§ Document section:

========================================

11. They walk along the seafloor with arms

For smaller cuttlefish species that can’t swim long distances, walking is a better solution. They can move without getting too far away from the sand cover.

Cuttles swim by flapping their skirt-like fins and regulating their buoyancy with cuttlebone. When they need to move faster, cuttles take water in via their gills and shoot the water out of their siphon which is underneath the tentacles to move by rocket power.

12. Cuttlefish use decoys to defend

Like most cephalopods, cuttles will use ink to protect themselves from enemies when threatened. It creates a smokescreen and discharges a cloud of ink to hide and escape from the predator. But if this is not enough, they will use a decoy cuttlefish.

A cuttlefish release ink to flee

This decoy is made of ink and mucus. It is smaller, thicker, and has the same shape and size as the cuttlefish. This pseudomorph is used to deceive and mislead the predator while the cuttlefish flees away at the speed of 40km/h. Because making ink consumes a lot of energy, cuttles do not overdo this protective mechanism. Camouflage is still their strongest defense.

The ink from cuttles is used for writing and drawing by the ancient Romans and Greeks. This sepia ink which has a rich dark brown is still used by some artists today.

========================================

Write out, word for word, the part of the cuttlefish text starting at "Cuttles swim by" and ending at "by rocket power.".

(Annotated photo location data)
========================================

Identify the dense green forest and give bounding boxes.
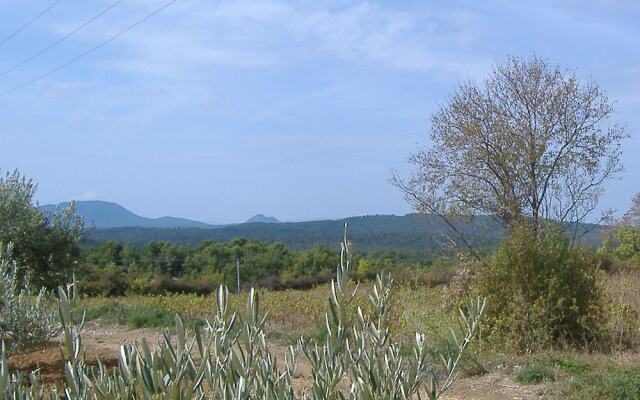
[75,238,458,295]
[86,214,601,252]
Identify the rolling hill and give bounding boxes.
[40,200,215,229]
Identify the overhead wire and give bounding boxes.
[0,0,178,97]
[0,0,123,76]
[0,0,62,46]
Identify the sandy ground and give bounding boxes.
[9,321,545,400]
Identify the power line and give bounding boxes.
[0,0,178,97]
[0,0,123,76]
[0,0,62,46]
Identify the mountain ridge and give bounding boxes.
[40,200,218,229]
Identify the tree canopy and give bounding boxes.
[393,57,627,238]
[0,170,83,288]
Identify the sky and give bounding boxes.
[0,0,640,223]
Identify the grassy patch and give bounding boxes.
[86,301,180,328]
[562,366,640,400]
[516,363,556,385]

========================================

§ Solution to this problem:
Cuttles swim by flapping their skirt-like fins and regulating their buoyancy with cuttlebone. When they need to move faster, cuttles take water in via their gills and shoot the water out of their siphon which is underneath the tentacles to move by rocket power.